# TASK BRIEF
Pick up the article on building connection during the holidays after its last sentence and keep writing it in the same style.

# EXCERPT PROVIDED
------------------------------------
Five ways to increase connection during the holidays
Lifeline
Life is busy. We are busier than ever with work, school, after-school activities, non-stop texts and emails, events, commitments with extended family and friends, caring for aging parents, doctor appointments, church, trying to get (or stay) in shape, community groups, yard work, home improvements, laundry. The list goes on and on. It is no wonder we feel more alone, isolated and disconnected than ever. There is very little time for true connection in a world that does not stay still long enough to truly connect.
Why is it important to connect? God created us for connection. He did not create us to be alone. Genesis 2:18 states, “The Lord God said, ‘It is not good for the man to be alone. I will make a helper suitable for him.’” The experiences we have and the things we learn from a healthy relationship are a reflection of the connection God wants to have with us. He uses those relationships in our lives to show us more of Him. Having relationships also gives us the opportunity to demonstrate God’s love to others in how we love and care for them. So, how do we create connection in a world that does not seem to have time for connection? Below are five simple ways to increase connection that will positively impact your life.
Get filled up with God
We need to first connect with our Creator. Take time to get quiet and spend time with God. Share your fears, concerns and praises with Him and ask Him to give you his guidance and peace. Pray for your spouse and your children daily, read and meditate on His Word and ask God to reveal how He sees you and others. Choose forgiveness and ask God to give you His grace to see others through His eyes. It is much easier to love others when we are filled up with His love and have a heart that is softened for others. Once we are filled up, we can begin to pour love out and fill up our family and friends. A couple of ways to build connection with God are to read a daily devotional (I recommend Choose Life: 365 Readings for Radical Disciples by Simon Guillebaud) or to subscribe to a daily devotional on-line (such as Proverbs 31 ministries) that delivers a devotional to your inbox every day.
Date your spouse
Tending to your closest and most important relationship can seem like just another job on an already long to-do list. It is very difficult to sustain love and connection through the day-to-day grind of work, family and other obligations. The best gift you can give your kids is to have a strong, loving marriage. So date your spouse. Couples who spend time alone each week have more than three times higher levels of happiness, positive communication and sexual satisfaction than those who do not spend that time together. It does not have to be expensive or elaborate; it just needs to be time alone together. The dates could even be at home once the kids are in bed. You could have a candlelit dinner and play some nice music while you talk to each other. Never stop being curious about each other. A little investment and small changes in how you treat your spouse will help cushion your relationship from the daily demands of life and will provide an invaluable connection.
Eat dinner as a family
Eating dinner together as a family is extremely important for family connection and it has numerous benefits. Family dinners strengthen family bonds and give children a sense of security and a feeling of belonging. Studies have shown a significant link between family dinners and higher academic performance. A research study of 5000 teenagers found that when children eat with their parents regularly, they are more likely to be emotionally stable, better adjusted, have better manners and have good communication skills. Wow! All that just from sitting down together for family dinners.
When having a family dinner, try “the rose and the thorn” game. Every person in the family (including the parents) takes a turn and says the best and worst part of their day. This activity gives everyone a chance to share, it helps other family members be better listeners, it gives everyone a chance to encourage, congratulate or be compassionate for one another and it provides opportunity for connection!
------------------------------------
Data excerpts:
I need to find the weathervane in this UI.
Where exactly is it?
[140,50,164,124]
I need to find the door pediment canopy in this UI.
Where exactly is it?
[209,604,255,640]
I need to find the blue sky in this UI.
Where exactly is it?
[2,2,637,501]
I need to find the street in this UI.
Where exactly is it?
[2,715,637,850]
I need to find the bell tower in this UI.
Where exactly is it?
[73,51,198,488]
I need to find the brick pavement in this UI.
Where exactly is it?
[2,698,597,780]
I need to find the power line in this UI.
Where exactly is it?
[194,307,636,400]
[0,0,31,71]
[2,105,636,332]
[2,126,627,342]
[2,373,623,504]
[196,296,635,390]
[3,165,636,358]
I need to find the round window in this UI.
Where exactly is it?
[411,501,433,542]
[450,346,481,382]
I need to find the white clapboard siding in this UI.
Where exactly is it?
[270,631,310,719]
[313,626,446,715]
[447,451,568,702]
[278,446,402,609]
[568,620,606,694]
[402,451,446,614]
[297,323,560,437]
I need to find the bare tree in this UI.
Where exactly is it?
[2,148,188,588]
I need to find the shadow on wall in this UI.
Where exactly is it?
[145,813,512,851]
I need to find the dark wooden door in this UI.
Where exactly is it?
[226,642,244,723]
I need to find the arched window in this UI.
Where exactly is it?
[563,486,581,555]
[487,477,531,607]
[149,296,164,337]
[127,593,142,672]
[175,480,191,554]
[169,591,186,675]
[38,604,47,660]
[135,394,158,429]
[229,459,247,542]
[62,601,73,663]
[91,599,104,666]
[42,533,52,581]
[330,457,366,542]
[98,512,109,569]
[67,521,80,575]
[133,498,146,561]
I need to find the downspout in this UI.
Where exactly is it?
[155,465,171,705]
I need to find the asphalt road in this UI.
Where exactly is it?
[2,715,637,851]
------------------------------------
# ANSWER FOR THE TASK
Make time to have fun
Connection is great for emotional support and getting through hard times together but connection is also great for enjoying life together. In the English Standard Version of the Bible, the words “joy,” “rejoice” and “joyful” appear 430 times. Psalm 32:11 says, “Be glad in the Lord and rejoice O righteous and shout for joy, all you upright in heart.” God created us for connection AND to be joyful. Therefore, have fun with those you love! Take time away from the “tornado of life” and be intentional in choosing to enjoy your family and friends. This does not require fancy vacations or expensive outings. Have a game night, make ice cream sundaes at home, take a family bike ride or just have some fellowship around a good meal.
Practice gratitude
Practicing gratitude is an easy thing to do with huge benefits. Write down four things you are thankful for every day and try to write new things each day. This practice will actually train your brain to look for and take notice of the good things in your life and in the world and it will cause you to change how you perceive certain situations. For example, when your sister-in-law invites you over for dinner, rather than focusing on the time it is taking out of your schedule and maybe not loving the food that was served, practicing gratitude would allow you to be thankful that you did not have to cook or shop for groceries after a long day. Studies have shown that people who practice gratitude experience more positive emotions, sleep better, express more compassion and kindness and are more satisfied in life.
Gratitude seems to be the cure to two very big problems in our society — a propensity towards “the grass is greener” and living in a society where we do not truly see each other. Practicing gratitude allows us to see the good in what is right in front of us rather than having wandering eyes looking for something better. Appreciating what we have encourages connection. It also encourages us to pause for a moment and actually think about and appreciate the people around us. We get to truly see and focus on the people in our lives rather than take them for granted in the chaos of life.
Life is better when we have connection. God created us for connection. Make a promise to yourself this holiday season that you will not get swept up in the “tornado of life” but that you will take the time to connect. Be intentional about it. Connect with God, connect with your spouse, connect with your children, connect with those most important to you. If you are lonely, seek community by joining a life group, a Bible study, a book club or maybe even a sports league in your neighborhood. Reach out in gestures of kindness to others in your community. Focusing on being a blessing to others will bless you exponentially. Let that light inside of you shine brightly for all to see.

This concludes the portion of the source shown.